> _Testo fornito_
▽

Libraio a Parma con Alice Pisu di “Libreria Diari di bordo"
Libraio a Parma con Alice Pisu di “Libreria Diari di bordo”

 

 

 

 

 

 

 

Maggio dei libri

Zaino 2 giugno

Un maggio insolito, strano per i libri e le librerie. Sembra, apparentemente, che si vadano a riconquistare piccoli spazi di normalità ovunque. E i libri? E la lettura? E tutta quella priorità e importanza che veniva data ai libri durante le settimane della grande emergenza sanitaria? Sembrano lontani anni luce quei giorni e, come volevasi dimostrare, tutto è rientrato nell’ordinaria amministrazione: dei libri e delle librerie non se ne parla più e gli inviti a frequentare le farmacie dell’anima scemati di colpo. I famosi forni da assaltare per accaparrarsi il pane dell’anima sono solo una bella e lontana illusione. Per chi è in trincea, invece, e sempre sulla frontiera come noi, i problemi restano tanti ma pure la voglia di esserci e resistere, anche a dispetto di quegli editori che scrivono per chiedere e reclamare un rendiconto al più presto “considerato il clima di normalità che stiamo vivendo…”.
Noi continuiamo con caparbietà a escogitare alternative alla sopravvivenza e a cercare di tamponare l’eterna emergenza senza fare troppi i lamentosi, nel tempo in cui la priorità è lo spritz con gli amici all’ora dell’aperitivo!
Ci siamo inventati a questo giro #AmazonSaiz Autografato dall’autore: scrivendoci è possibile far arrivare a casa dei lettori in tutta Italia “Il nome della madre”, l’ultimo romanzo di Roberto Camurri, edito da NN Editore, con tanto di dedica personalizzata, dal momento che l’autore è residente a Parma.

Il nuovo romanzo di Roberto Camurri è già stato venduto in Olanda e uscirà a fine anno per De Bezige Bij, che ha già pubblicato anche il suo precedente “A Misura d’Uomo”, sempre con la traduzione di Manon Smits. Roberto è stato con noi tutto il giorno di sabato 30 maggio a fare il libraio per un giorno. Con ingressi contingentati e nel numero di due alla volta ha autografato il nuovo libro, ma ha anche consigliato letture.

Roberto Camurri è nato nel 1982, undici giorni dopo la finale dei Mondiali a Madrid. Vive a Parma ma è di Fabbrico, un paese triste e magnifico di cui è innamorato forse perché è riuscito a scappare. È sposato con Francesca e hanno una figlia. Lavora con i matti e crede ci sia un motivo, ma non vuole sapere quale. Scrive da pochi anni, anche se avrebbe voluto scrivere da sempre. “A misura d’uomo” è stato il suo primo romanzo. Si torna a Fabbrico con il nuovo libro NN editore. Questa volta ad aspettarci troviamo Ettore e suo figlio, Pietro, che in ogni espressione del viso assomiglia a sua madre. Su entrambi, per tutta la vita, il peso incolmabile di un vuoto: la necessità di fare i conti con un’assenza che definisce il passato dell’uno e il futuro dell’altro.

△

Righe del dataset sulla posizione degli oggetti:
▽

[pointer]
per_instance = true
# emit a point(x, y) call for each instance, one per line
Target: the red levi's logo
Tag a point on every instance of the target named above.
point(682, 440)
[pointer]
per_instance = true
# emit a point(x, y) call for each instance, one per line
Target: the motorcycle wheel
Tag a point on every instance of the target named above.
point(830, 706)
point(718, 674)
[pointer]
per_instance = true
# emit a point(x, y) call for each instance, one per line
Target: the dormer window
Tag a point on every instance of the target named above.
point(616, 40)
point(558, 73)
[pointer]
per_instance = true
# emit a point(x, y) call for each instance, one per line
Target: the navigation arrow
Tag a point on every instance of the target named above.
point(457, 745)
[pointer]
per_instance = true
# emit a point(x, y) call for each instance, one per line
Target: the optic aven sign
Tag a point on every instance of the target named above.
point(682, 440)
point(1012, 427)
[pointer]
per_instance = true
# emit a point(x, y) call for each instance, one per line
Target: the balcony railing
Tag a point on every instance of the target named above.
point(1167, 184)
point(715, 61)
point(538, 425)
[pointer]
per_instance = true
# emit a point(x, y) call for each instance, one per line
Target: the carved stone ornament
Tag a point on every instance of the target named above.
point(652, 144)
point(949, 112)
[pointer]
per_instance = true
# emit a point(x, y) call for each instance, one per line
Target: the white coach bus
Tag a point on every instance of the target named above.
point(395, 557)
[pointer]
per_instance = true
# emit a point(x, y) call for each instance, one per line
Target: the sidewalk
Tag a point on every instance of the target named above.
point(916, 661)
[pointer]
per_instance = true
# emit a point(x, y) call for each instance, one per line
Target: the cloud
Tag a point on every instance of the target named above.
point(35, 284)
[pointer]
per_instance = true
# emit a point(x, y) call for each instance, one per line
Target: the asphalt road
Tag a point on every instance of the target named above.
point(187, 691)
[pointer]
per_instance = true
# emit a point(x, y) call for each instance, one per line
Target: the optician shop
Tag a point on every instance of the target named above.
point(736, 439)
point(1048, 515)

△

> _Compiti da svolgere_
- 1) Secondo il testo fornito, in quale giorno Roberto Camurri è stato in libreria a fare il libraio per un giorno?
- 2) Estrai dal testo fornito il brano che va da "Ci siamo inventati" fino a "anche consigliato letture." compreso.

> _Risultati dell'esercizio_
- 1) Sabato 30 maggio.

- 2)
Ci siamo inventati a questo giro #AmazonSaiz Autografato dall’autore: scrivendoci è possibile far arrivare a casa dei lettori in tutta Italia “Il nome della madre”, l’ultimo romanzo di Roberto Camurri, edito da NN Editore, con tanto di dedica personalizzata, dal momento che l’autore è residente a Parma.

Il nuovo romanzo di Roberto Camurri è già stato venduto in Olanda e uscirà a fine anno per De Bezige Bij, che ha già pubblicato anche il suo precedente “A Misura d’Uomo”, sempre con la traduzione di Manon Smits. Roberto è stato con noi tutto il giorno di sabato 30 maggio a fare il libraio per un giorno. Con ingressi contingentati e nel numero di due alla volta ha autografato il nuovo libro, ma ha anche consigliato letture.